## Work item
Reproduce the data below verbatim from the line containing "Note: mark the sky" through its final line, and produce nothing more.

## Information
****************************************

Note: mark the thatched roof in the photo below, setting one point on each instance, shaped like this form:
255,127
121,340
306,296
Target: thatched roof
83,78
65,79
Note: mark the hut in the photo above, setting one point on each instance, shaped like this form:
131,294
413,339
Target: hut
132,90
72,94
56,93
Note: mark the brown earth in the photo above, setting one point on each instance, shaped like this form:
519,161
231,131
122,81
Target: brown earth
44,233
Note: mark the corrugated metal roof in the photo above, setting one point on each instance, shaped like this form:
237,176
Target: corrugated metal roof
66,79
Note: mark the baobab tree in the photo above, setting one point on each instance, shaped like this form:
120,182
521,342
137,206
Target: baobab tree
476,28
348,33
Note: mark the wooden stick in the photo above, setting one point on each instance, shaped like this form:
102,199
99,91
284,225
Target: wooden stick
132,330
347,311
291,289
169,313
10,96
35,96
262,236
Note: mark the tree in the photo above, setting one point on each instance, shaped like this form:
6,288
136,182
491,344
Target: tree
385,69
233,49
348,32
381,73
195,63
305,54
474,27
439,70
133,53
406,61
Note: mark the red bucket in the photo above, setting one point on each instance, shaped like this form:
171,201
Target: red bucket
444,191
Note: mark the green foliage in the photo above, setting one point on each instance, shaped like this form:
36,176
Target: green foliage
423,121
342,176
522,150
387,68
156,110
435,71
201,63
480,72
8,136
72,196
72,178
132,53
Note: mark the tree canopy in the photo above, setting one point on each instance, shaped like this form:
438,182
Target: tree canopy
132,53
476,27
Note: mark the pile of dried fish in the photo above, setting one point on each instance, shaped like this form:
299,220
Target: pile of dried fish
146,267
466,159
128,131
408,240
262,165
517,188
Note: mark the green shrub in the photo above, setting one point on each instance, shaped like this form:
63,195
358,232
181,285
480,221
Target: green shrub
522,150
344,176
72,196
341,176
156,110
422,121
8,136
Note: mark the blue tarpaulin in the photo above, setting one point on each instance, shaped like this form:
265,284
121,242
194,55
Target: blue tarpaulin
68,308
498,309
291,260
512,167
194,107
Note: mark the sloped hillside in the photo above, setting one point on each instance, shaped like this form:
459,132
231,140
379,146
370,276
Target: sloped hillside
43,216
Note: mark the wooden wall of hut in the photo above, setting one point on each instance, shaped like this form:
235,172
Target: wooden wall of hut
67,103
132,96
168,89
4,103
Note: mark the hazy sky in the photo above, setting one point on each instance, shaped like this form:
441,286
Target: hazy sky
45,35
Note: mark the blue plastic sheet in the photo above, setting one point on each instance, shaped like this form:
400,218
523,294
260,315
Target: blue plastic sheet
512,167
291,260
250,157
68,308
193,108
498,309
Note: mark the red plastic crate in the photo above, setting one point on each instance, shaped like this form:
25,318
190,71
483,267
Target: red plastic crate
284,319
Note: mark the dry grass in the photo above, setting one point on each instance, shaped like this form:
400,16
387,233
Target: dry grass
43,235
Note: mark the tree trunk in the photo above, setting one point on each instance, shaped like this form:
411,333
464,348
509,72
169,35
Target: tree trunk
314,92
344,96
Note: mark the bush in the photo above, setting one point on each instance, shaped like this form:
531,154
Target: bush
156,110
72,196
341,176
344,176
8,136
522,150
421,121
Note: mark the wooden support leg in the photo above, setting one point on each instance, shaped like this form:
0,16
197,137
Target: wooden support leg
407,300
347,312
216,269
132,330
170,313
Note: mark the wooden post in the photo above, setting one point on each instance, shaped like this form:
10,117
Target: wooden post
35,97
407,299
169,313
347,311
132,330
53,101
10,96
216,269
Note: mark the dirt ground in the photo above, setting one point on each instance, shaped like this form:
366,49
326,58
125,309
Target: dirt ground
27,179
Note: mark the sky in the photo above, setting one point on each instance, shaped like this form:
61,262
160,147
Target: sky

****************************************

## Answer to this exercise
Note: mark the sky in the photo above, setting one point on each instance, shaped like this form:
61,262
160,147
Target: sky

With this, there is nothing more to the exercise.